**EXERCISE DIRECTIONS:** Copy every line from the records below that carries the word "gray".

**DATASET RECORDS:**
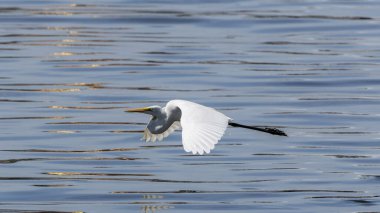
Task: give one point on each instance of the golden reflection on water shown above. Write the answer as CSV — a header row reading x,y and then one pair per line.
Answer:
x,y
63,54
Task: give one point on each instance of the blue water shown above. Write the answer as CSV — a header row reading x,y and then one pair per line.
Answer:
x,y
69,69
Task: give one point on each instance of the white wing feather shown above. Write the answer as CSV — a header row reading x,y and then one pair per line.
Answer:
x,y
202,127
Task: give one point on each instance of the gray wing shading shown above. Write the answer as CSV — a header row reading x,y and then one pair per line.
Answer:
x,y
148,136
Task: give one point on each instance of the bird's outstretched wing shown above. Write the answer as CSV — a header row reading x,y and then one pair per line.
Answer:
x,y
148,136
202,127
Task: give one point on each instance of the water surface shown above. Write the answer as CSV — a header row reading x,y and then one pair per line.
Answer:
x,y
69,69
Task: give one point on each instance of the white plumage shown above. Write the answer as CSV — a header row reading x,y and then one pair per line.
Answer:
x,y
202,127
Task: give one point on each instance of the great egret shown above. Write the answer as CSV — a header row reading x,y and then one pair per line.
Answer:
x,y
202,127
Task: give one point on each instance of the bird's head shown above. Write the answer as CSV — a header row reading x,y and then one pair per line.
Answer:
x,y
151,110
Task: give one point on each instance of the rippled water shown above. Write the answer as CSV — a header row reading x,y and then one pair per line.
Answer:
x,y
70,68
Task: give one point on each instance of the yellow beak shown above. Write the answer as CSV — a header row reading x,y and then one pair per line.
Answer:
x,y
143,109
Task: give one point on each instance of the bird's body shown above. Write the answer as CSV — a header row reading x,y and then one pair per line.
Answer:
x,y
202,127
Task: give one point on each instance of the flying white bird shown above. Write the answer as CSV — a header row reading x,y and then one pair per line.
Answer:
x,y
202,127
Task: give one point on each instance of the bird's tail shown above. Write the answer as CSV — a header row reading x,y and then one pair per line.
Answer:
x,y
270,130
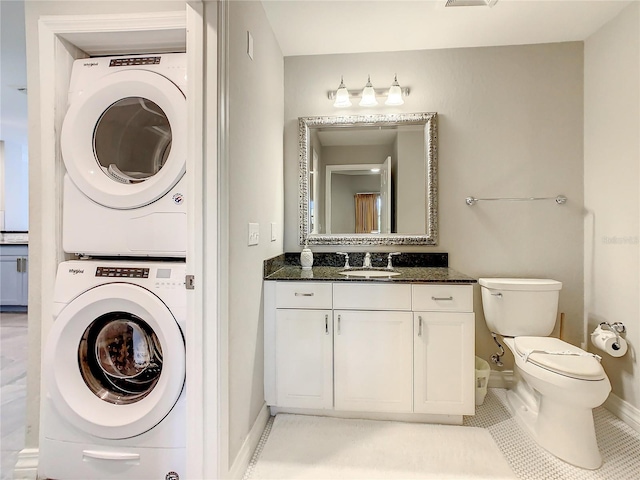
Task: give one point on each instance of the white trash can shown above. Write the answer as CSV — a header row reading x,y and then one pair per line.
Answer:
x,y
483,370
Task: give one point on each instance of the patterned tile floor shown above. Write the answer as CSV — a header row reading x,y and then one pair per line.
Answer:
x,y
619,445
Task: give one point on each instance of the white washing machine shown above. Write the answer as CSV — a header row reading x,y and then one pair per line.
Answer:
x,y
124,146
114,373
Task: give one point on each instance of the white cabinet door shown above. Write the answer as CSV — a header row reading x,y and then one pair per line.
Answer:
x,y
373,361
444,367
304,354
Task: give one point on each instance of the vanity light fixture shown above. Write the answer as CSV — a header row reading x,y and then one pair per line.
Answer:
x,y
394,95
368,95
342,96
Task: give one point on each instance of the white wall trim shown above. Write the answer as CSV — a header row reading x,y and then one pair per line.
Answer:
x,y
27,465
624,411
249,445
500,379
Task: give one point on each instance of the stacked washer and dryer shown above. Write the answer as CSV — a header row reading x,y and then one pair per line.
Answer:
x,y
114,362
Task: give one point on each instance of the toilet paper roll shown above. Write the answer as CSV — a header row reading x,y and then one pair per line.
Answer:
x,y
609,343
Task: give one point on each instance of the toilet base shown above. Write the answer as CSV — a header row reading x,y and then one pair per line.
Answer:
x,y
565,431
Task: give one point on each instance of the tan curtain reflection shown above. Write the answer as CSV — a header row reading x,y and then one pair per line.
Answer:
x,y
366,212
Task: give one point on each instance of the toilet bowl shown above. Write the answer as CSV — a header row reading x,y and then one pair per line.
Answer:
x,y
556,384
554,396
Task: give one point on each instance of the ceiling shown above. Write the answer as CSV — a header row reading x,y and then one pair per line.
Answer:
x,y
313,27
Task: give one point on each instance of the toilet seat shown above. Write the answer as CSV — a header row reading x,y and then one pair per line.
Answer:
x,y
565,359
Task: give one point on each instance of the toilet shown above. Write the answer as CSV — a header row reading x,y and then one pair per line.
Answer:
x,y
556,385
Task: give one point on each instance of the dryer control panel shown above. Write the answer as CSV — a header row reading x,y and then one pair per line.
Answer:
x,y
133,61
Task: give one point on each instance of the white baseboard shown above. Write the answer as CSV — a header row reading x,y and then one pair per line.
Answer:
x,y
27,465
624,411
500,379
249,445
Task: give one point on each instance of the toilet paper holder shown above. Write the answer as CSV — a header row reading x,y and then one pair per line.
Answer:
x,y
616,327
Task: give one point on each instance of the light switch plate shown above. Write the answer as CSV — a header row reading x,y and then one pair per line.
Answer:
x,y
254,234
250,45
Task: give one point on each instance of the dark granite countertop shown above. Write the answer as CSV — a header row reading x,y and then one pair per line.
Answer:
x,y
407,275
412,268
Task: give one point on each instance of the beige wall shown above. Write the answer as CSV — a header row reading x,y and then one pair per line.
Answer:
x,y
510,123
255,195
612,185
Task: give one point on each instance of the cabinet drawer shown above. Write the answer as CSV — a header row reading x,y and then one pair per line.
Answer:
x,y
303,295
371,296
443,298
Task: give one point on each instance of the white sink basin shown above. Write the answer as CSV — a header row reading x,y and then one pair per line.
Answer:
x,y
369,273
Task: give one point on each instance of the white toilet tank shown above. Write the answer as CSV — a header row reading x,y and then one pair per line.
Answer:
x,y
520,306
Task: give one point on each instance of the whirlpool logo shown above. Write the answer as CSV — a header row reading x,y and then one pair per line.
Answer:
x,y
178,198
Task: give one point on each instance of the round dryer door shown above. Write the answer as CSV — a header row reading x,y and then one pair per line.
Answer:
x,y
124,139
115,361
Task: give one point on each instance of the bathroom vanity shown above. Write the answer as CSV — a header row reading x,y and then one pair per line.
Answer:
x,y
399,347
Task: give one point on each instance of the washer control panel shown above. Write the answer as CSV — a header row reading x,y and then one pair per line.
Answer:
x,y
127,272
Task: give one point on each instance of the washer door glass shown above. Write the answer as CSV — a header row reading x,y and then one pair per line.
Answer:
x,y
120,358
114,362
132,140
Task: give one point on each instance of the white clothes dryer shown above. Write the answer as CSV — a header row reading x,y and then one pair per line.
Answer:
x,y
124,146
114,372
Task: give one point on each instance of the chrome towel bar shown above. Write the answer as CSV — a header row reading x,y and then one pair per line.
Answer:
x,y
560,199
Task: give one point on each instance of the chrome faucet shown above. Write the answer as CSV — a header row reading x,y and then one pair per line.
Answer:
x,y
389,265
346,259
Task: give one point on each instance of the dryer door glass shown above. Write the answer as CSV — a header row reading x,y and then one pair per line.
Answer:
x,y
120,358
132,140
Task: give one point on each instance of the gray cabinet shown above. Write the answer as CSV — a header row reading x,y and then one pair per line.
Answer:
x,y
14,277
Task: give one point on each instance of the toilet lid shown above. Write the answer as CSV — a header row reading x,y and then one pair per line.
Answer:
x,y
560,357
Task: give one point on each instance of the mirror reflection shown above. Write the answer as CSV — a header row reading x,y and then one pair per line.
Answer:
x,y
368,180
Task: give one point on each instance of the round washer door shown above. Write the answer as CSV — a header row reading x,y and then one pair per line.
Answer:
x,y
123,139
115,361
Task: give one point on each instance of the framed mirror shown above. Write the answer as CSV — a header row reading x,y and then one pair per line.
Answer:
x,y
368,180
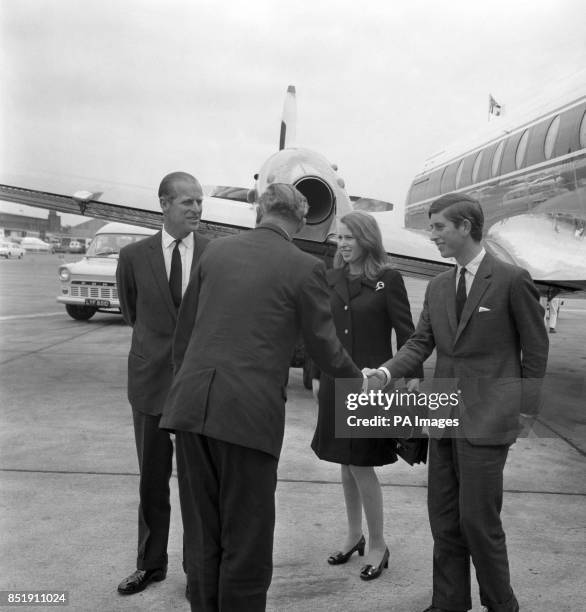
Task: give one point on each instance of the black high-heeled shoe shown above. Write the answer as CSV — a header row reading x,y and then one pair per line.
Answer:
x,y
369,572
339,557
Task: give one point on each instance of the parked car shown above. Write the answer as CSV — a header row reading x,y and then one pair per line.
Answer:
x,y
35,245
89,285
11,249
75,246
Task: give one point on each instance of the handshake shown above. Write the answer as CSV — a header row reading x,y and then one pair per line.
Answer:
x,y
376,379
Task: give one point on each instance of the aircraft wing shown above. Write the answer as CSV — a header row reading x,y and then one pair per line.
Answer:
x,y
124,203
225,211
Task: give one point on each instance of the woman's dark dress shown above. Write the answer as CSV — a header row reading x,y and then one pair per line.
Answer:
x,y
365,311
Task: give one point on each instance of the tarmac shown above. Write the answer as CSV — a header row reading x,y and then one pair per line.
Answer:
x,y
69,478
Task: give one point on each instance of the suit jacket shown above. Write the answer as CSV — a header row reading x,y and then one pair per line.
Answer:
x,y
240,318
497,354
146,304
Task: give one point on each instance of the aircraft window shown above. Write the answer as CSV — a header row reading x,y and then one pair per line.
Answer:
x,y
476,167
521,149
551,137
459,174
496,159
583,132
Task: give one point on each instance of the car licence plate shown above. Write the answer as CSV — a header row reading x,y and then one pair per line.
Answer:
x,y
98,303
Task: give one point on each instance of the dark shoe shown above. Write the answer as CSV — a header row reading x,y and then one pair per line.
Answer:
x,y
139,581
339,557
369,572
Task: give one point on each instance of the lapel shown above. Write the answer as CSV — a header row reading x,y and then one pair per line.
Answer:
x,y
481,283
450,292
157,263
199,244
337,281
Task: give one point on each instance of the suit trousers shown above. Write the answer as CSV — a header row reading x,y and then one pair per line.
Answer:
x,y
227,495
465,495
155,461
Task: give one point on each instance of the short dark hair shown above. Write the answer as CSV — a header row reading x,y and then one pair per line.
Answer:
x,y
167,186
283,200
458,207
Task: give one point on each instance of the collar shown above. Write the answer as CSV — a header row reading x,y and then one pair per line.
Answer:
x,y
472,266
168,240
275,228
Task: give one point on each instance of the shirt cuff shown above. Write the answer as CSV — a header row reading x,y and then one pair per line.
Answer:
x,y
364,383
387,374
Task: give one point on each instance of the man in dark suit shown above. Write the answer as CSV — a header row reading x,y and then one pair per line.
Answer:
x,y
486,324
152,275
241,316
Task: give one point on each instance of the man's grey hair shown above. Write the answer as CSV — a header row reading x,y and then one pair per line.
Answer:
x,y
283,200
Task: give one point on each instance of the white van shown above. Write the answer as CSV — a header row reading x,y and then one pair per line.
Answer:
x,y
89,285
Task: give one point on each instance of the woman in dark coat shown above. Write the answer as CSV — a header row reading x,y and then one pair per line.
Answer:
x,y
368,300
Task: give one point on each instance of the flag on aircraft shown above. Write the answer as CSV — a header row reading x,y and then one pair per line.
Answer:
x,y
494,108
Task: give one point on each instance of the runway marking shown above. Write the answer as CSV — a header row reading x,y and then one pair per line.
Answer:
x,y
37,315
283,480
93,328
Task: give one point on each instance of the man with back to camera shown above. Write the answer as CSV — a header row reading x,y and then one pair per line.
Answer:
x,y
238,324
152,275
486,324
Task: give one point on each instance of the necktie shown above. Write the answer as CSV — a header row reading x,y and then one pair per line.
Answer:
x,y
176,275
461,294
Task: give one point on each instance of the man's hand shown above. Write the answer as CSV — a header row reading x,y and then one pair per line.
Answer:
x,y
315,387
527,421
413,385
376,380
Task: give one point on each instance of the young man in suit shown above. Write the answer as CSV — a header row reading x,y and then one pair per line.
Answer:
x,y
152,275
240,318
486,324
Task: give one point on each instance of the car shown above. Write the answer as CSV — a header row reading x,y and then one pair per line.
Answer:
x,y
11,249
75,246
35,245
89,285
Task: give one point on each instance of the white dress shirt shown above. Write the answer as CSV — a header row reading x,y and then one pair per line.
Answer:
x,y
186,247
471,270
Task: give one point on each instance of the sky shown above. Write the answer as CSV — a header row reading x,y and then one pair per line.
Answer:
x,y
128,90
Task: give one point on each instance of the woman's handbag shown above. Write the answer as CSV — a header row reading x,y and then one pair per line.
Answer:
x,y
412,450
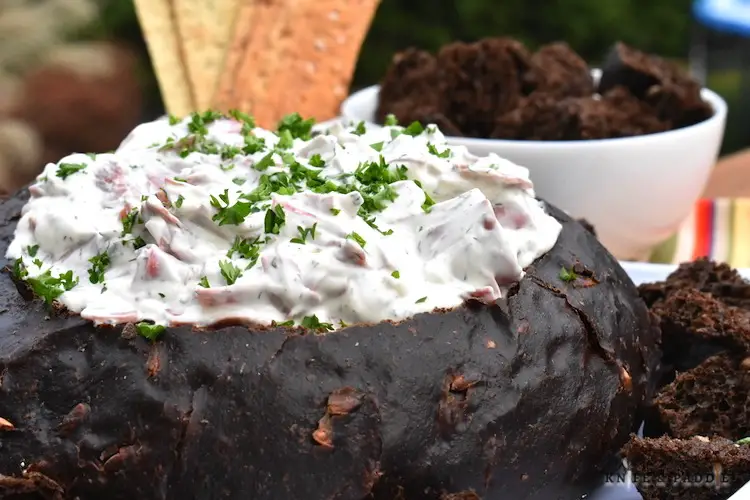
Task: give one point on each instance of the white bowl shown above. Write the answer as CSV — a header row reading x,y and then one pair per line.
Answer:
x,y
636,191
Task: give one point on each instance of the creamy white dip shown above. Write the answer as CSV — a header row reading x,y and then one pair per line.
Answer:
x,y
210,219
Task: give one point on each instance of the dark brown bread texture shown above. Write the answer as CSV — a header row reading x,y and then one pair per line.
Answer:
x,y
702,310
687,469
527,399
667,87
497,88
712,399
547,117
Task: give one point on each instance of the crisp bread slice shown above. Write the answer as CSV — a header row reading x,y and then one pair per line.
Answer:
x,y
162,38
206,28
294,56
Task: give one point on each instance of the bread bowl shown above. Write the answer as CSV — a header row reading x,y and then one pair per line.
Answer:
x,y
524,391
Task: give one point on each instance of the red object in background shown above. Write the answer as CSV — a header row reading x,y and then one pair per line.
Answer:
x,y
87,104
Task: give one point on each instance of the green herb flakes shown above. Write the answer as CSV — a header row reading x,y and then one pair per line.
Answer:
x,y
99,265
150,330
313,323
274,219
229,271
64,170
304,232
229,214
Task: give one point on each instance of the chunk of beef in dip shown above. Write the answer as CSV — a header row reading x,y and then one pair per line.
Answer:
x,y
210,219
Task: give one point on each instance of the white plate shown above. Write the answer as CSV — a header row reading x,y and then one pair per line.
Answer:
x,y
641,272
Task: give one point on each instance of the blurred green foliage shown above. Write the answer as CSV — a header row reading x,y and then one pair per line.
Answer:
x,y
589,26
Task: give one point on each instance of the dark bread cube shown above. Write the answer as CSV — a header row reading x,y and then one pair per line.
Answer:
x,y
712,400
663,84
687,469
556,69
410,82
480,80
543,116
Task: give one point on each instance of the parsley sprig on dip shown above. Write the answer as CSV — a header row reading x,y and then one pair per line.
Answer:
x,y
210,218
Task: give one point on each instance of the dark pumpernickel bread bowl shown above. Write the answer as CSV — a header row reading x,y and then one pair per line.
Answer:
x,y
527,400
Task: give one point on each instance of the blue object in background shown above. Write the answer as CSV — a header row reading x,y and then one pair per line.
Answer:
x,y
720,48
726,16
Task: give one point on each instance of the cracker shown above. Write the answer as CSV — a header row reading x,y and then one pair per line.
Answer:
x,y
299,56
322,55
243,37
206,28
162,38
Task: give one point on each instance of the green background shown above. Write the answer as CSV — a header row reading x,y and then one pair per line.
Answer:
x,y
589,26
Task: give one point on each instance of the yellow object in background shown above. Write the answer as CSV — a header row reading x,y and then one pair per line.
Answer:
x,y
718,229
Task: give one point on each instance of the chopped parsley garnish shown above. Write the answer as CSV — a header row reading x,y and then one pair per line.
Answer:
x,y
49,287
304,232
229,271
253,145
150,330
316,161
433,151
242,117
356,237
99,264
245,248
138,242
297,127
67,169
286,140
360,129
229,152
265,162
391,120
313,323
567,275
226,214
283,323
129,221
19,269
371,222
428,201
414,129
274,220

**ANSWER SECTION:**
Task: give one point on each instance of the gray wing shading shown above. Write the answer as CSV — a header row reading x,y and then one pair per line.
Task: give one point on each instance of the gray cabinet shown above. Write the answer as CSV — a header row reading x,y and then one pair per line.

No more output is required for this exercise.